[Start DATA FOR PROCESSING]

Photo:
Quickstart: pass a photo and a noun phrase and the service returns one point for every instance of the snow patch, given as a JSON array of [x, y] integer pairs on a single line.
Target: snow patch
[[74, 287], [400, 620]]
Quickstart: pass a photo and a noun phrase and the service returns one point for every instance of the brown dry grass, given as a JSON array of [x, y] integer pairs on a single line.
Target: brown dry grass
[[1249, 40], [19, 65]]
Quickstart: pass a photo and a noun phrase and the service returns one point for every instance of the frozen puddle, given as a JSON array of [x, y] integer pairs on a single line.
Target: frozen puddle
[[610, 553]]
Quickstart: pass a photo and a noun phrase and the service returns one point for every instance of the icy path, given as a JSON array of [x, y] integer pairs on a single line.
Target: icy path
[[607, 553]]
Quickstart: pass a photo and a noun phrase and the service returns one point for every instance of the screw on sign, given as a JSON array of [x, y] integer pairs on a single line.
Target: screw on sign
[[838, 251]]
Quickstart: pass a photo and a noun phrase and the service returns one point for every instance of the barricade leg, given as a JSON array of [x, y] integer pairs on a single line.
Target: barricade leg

[End DATA FOR PROCESSING]

§ WORK INSTRUCTIONS
Convert all the items above into a numbered list with one line per entry, and leave out any blank lines.

§ RESPONSE
1. Photo:
2. Quickstart: pass a photo and a noun phrase and the service returns one point for every instance of the snow patch, given as a JSON array of [x, y] integer pairs on a single line.
3. Target: snow patch
4. [[74, 287], [400, 620]]
5. Quickstart: pass a photo and a noun phrase and the service returns one point for every instance of the brown dry grass, given as a JSON array of [x, y] integer pairs on a single line.
6. Target: brown dry grass
7. [[1249, 40], [19, 65]]
8. Quickstart: pass a photo and a noun phrase and the service returns one point for every instance of the frozen puddle, given as a JSON array of [x, y] integer pairs on a single line.
9. Target: frozen puddle
10. [[610, 553]]
11. Quickstart: pass a photo and a noun phrase and the service returns one point for every instance of the icy path, given as a JSON array of [x, y] integer pairs on a single line.
12. Target: icy path
13. [[607, 553]]
14. Quickstart: pass a photo and a noun phrase and the service returns one point for every instance of the screw on sign, given as a JSON array of [x, y] integer pairs on a single line.
15. Target: screw on sign
16. [[838, 251]]
17. Quickstart: pass a photo and a noun phrase and the service returns one point for every instance of the barricade leg, given as a JSON array of [x, y] integer pairs on a single line.
18. Target: barricade leg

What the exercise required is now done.